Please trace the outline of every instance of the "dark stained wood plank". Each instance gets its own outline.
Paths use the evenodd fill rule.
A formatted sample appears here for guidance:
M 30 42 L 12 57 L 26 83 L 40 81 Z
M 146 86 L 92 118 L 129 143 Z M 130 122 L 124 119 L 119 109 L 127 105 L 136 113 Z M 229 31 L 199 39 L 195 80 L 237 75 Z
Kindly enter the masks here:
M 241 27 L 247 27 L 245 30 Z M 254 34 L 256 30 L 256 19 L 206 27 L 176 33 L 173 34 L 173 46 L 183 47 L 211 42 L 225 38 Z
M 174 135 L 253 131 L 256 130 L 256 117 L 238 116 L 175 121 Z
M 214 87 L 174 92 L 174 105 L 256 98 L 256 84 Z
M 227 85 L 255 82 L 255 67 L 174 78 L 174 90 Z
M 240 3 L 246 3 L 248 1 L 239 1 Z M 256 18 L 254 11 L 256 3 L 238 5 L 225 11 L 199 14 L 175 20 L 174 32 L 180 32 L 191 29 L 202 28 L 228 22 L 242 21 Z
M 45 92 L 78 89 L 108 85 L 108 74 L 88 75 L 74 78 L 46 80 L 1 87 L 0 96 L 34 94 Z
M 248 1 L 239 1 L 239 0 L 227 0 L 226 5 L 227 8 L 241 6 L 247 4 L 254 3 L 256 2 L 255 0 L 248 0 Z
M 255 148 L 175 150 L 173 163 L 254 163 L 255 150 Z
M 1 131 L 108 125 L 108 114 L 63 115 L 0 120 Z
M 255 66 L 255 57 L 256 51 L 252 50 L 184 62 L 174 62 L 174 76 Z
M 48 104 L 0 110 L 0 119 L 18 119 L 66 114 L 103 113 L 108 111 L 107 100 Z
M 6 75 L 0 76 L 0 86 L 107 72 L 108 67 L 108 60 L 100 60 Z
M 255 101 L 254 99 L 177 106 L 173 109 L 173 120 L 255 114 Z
════
_GIVEN EXERCISE_
Rescale the lines from the first line through the one containing "M 227 85 L 255", both included, and write them all out again with the requests. Multiply every coordinate in the answer paths by 2.6 and round to whole numbers, with halves rounded up. Leave the numbers in the requests and their format sample unchanged.

_CORRECT ANSWER_
Please trace the outline of every instance of the "dark stained wood plank". Each instance gets its own outline.
Paths use the evenodd fill rule.
A formatted sample appears here for guidance:
M 30 42 L 12 57 L 26 83 L 40 81 Z
M 146 86 L 92 118 L 129 143 Z M 130 122 L 124 119 L 119 109 L 127 105 L 136 113 Z M 229 31 L 199 39 L 195 80 L 237 75 Z
Kindly enter the masks here:
M 627 70 L 642 70 L 637 78 Z M 660 88 L 666 78 L 666 49 L 536 70 L 458 86 L 450 88 L 450 120 L 476 122 L 549 109 L 585 99 Z
M 452 351 L 658 341 L 666 338 L 666 304 L 619 302 L 455 315 Z
M 556 226 L 452 239 L 452 273 L 666 255 L 666 218 Z
M 590 221 L 663 213 L 663 174 L 452 203 L 452 234 Z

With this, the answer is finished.